→ Problem requirements: Reproduce the records exactly. Leave the pictures out.

^^^^

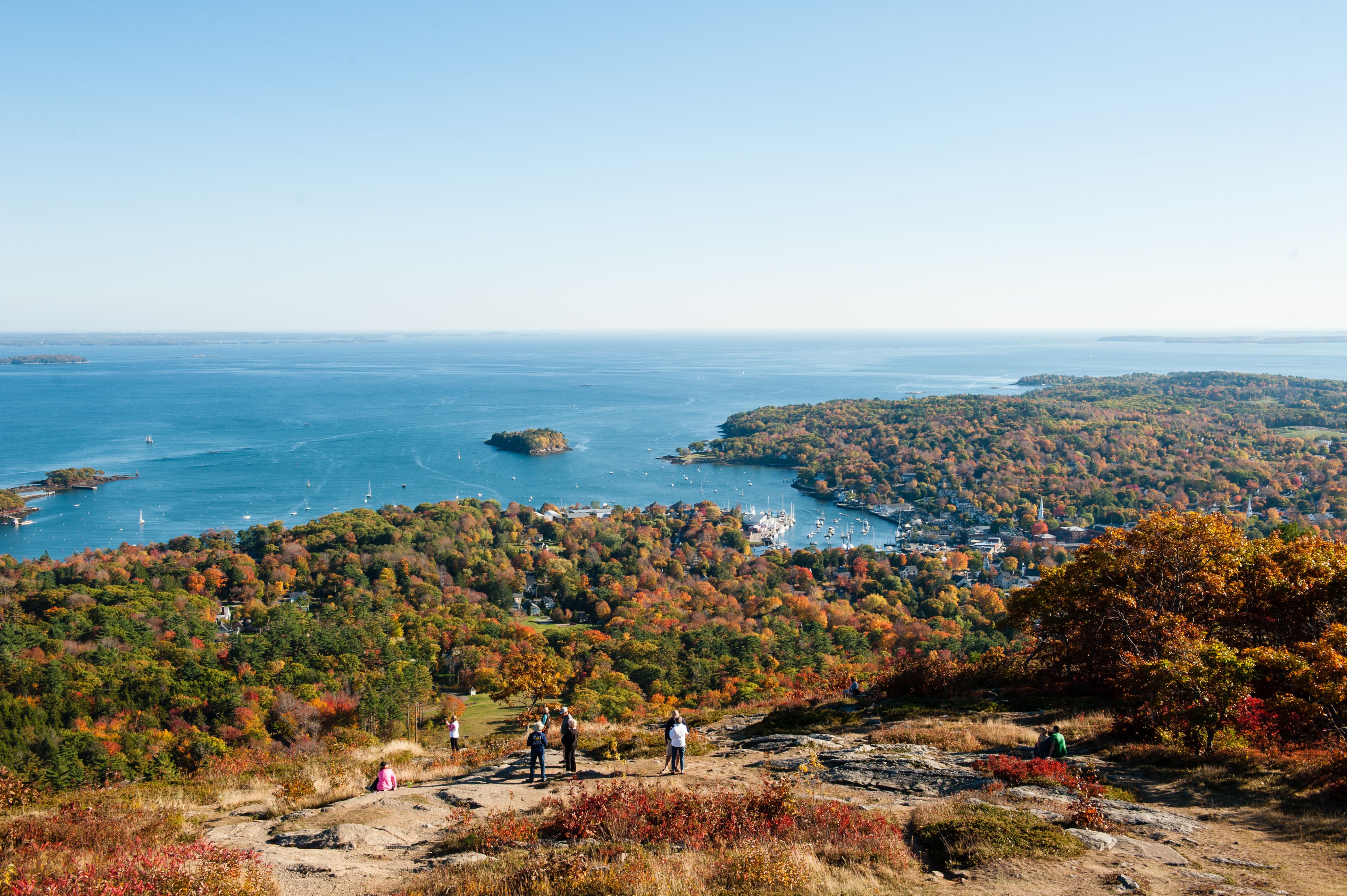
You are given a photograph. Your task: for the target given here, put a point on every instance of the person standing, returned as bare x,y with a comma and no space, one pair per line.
570,734
537,751
453,734
678,744
1058,746
386,779
669,751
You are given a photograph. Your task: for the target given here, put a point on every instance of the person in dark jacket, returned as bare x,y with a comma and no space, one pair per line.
570,734
537,751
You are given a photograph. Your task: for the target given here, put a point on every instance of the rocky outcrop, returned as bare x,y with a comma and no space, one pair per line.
895,768
340,837
1116,810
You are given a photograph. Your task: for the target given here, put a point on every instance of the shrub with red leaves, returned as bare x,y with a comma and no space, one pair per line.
87,851
699,818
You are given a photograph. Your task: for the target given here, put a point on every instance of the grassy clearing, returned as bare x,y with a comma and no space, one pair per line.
959,834
1310,433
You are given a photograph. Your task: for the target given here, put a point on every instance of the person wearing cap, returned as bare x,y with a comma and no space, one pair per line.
537,751
569,737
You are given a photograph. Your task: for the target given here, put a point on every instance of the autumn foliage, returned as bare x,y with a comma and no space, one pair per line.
1201,631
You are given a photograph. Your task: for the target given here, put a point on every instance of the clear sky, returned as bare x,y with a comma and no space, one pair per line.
1131,166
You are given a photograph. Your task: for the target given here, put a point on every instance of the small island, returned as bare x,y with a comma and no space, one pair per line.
530,443
45,359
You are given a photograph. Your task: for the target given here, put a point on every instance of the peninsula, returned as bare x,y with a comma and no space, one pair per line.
45,359
530,443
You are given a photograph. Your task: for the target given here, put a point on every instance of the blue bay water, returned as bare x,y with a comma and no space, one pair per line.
239,430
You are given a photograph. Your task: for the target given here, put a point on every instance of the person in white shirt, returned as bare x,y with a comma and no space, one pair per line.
678,744
453,732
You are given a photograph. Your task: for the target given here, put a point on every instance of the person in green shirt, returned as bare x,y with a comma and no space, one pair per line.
1057,744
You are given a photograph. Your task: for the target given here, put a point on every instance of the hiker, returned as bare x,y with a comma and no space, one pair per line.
669,748
569,737
678,744
386,779
537,751
1058,746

^^^^

→ Response below:
You are given a photograph. Your task: for the target given here, put a point on every instance of the person standing, returned as bare x,y with a comma and no space, one pair per line.
570,734
537,751
453,734
678,744
1058,746
386,779
669,751
You are given a photograph. Your task: for the target given here, put a point on every instance of the person in dark jacket, returned as bare x,y with a comma and no space, one pair per line.
570,734
537,751
You are given a photograph. Your task: for the target given here, put a point on every instance of the rocky outcrop, returned as bare x,y with a comma and no space, one pair per line.
895,768
340,837
1116,810
You are given a photograph. Your task: for the target given here, put a point on every instance of the shrub with red leaves, returned as bare x,y with a comma and no space, one pair per line.
87,851
699,818
You are given a photograph. Your task: for the target given here, put a point on every instance of the grassy clearing, returned as bare x,y with a comma and no space, one pair per line.
959,834
1310,433
You are given a photograph. Your task: for the target given here, put a point on every instance of the person wearing cap, returned as bare x,y with a comma and no space, one pair per line.
537,751
569,737
You are given a photograph. Your task: for the target given here, put a point on every instance of the autumn foliage, returned as bare x,y with a comma and no space, one pair per line.
1201,631
You are given a photograph. Your task: for the target given here, put a point on every instance of the clear sky, returned as bare x,y with a comma and no space, one pair per line.
1131,166
You are given a photograph. Your task: for the target given here, put a point on every instance of the small island, returned as bare x,y with a comma and no space, one pair per line.
530,443
45,359
You are given a photograph. Your task: for the target given here, put a point on every instance of the peninsula, returned as bare x,y with a comma and no space, one pair per line.
45,359
530,443
You are given a photograph. Your task: for the target given here, put a point on every instance of the blue bay water, returned as bare x,y with a comma and no space, one pair per line.
239,430
You are given a photograph. Your task: for the target given here, put a point on every instance of the person in white shirt, returned as bare x,y with a comma and no space, one pair per line.
678,744
453,732
You are given a photograph. Your task: for the target given here, put a point on every instance of the person in green shirt, returned as bare x,y with a comma and no space, one pair per line.
1057,744
You are given a photograph. Your task: for the target given here, put a point on every instance of the hiker, returned as bare x,y with a comma and no space, one pair per line.
669,748
569,737
678,744
386,779
537,751
1058,746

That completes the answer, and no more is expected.